* [Location annotation dataset excerpts]:
━━━
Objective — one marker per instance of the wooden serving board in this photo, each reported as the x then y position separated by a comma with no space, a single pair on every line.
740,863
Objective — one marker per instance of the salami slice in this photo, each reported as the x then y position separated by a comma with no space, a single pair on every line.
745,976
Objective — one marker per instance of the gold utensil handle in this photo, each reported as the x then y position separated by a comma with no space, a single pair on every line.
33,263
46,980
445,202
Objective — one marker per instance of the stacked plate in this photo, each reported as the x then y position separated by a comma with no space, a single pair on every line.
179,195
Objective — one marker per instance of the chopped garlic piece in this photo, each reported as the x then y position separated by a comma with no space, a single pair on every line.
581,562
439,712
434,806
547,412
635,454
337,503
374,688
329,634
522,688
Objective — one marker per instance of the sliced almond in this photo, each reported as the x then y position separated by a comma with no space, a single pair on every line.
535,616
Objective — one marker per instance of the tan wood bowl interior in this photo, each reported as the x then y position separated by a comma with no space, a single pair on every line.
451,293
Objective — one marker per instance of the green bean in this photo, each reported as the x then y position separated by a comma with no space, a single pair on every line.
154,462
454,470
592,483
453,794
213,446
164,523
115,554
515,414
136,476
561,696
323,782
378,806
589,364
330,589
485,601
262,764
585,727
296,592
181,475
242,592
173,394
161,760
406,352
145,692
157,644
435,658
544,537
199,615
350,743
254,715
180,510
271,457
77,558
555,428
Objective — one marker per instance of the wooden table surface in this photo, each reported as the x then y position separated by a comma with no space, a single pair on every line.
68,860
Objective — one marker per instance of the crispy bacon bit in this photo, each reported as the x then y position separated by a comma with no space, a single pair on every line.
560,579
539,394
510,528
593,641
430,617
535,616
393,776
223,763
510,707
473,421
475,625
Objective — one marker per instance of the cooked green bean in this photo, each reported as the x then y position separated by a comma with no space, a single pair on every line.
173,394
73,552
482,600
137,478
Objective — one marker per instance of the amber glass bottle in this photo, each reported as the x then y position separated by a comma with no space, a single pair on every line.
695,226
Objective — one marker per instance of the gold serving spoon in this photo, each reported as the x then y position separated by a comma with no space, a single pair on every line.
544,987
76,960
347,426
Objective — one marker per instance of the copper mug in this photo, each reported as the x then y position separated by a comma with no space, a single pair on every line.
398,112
━━━
* [PROBLEM]:
Copy every line from the line containing "Objective — one marker per instance of the amber" through the end of the items, requests included, shifting every coordinate in the answers by -130.

* [TASK OUTPUT]:
Objective — one marker per instance of the amber glass bottle in this photo, each reported as the x then y position separated by a comma with no space, a single pair on every line.
565,96
Objective — one marker per instance of the gold serving spoon in this photo, each reported as the x then y position separated by a comma with no space, a single pair on every line.
414,857
-54,830
217,296
Objective — one marker per instance of the copper mug in this photo, each reported as the x then y position separated by a comma with no space, a single pair on every line.
268,-18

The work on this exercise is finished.